**Extract to read:**
We can split the nervous system into 

  1. the central nervous system, which includes the brain and spinal cord, and 
  2. the peripheral nervous system, pretty much all the nerves that branch out from that. 

We’ll see some different structures and cell types depending on where we look, but the overall purpose of the nervous system is to send and receive electrical signals. Like the power lines that send electricity through a city, each nerve is made of clusters of smaller neuron cells. 

In a transverse cross section neurons look like little circles. 

And when we slice a nerve long ways for a longitudinal view and see the long axons running the length of the nerve. 

The naming for nerves sounds similar to muscle bundle naming. Remember how for muscles you have perimysium, epimysium and endomysium? Well in nerves, We have perineurium, epineurium and endoneurium.

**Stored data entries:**
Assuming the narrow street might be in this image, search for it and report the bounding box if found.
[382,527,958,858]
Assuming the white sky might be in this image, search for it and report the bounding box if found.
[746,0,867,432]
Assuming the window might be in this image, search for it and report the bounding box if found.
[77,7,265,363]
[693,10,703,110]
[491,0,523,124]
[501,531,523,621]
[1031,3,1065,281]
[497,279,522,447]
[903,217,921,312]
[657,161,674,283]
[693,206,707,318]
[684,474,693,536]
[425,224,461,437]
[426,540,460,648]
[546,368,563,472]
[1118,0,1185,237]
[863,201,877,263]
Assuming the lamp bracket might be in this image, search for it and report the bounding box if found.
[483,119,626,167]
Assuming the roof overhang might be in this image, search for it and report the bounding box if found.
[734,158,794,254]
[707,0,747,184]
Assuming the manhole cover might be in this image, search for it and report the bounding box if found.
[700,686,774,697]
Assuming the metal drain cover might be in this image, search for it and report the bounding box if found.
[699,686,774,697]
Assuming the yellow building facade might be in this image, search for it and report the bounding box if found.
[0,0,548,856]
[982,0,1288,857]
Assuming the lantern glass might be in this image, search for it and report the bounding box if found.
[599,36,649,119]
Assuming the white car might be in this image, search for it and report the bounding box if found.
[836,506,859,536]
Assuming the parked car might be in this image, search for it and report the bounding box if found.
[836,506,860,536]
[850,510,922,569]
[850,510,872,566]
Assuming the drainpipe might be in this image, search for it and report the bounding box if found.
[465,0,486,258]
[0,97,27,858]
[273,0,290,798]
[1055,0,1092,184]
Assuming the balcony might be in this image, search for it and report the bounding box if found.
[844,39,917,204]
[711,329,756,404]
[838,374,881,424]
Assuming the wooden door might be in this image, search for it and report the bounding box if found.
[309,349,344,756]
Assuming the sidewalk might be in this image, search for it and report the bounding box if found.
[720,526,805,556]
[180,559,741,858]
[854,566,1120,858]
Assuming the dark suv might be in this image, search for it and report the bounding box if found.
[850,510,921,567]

**Exercise requirements:**
1: According to the nervous system passage, what does the central nervous system include?
2: Transcribe the nervous system passage from "We’ll see some" up to and including "epineurium and endoneurium.".

**Solved tasks:**
1: The brain and spinal cord.

2:
We’ll see some different structures and cell types depending on where we look, but the overall purpose of the nervous system is to send and receive electrical signals. Like the power lines that send electricity through a city, each nerve is made of clusters of smaller neuron cells. 

In a transverse cross section neurons look like little circles. 

And when we slice a nerve long ways for a longitudinal view and see the long axons running the length of the nerve. 

The naming for nerves sounds similar to muscle bundle naming. Remember how for muscles you have perimysium, epimysium and endomysium? Well in nerves, We have perineurium, epineurium and endoneurium.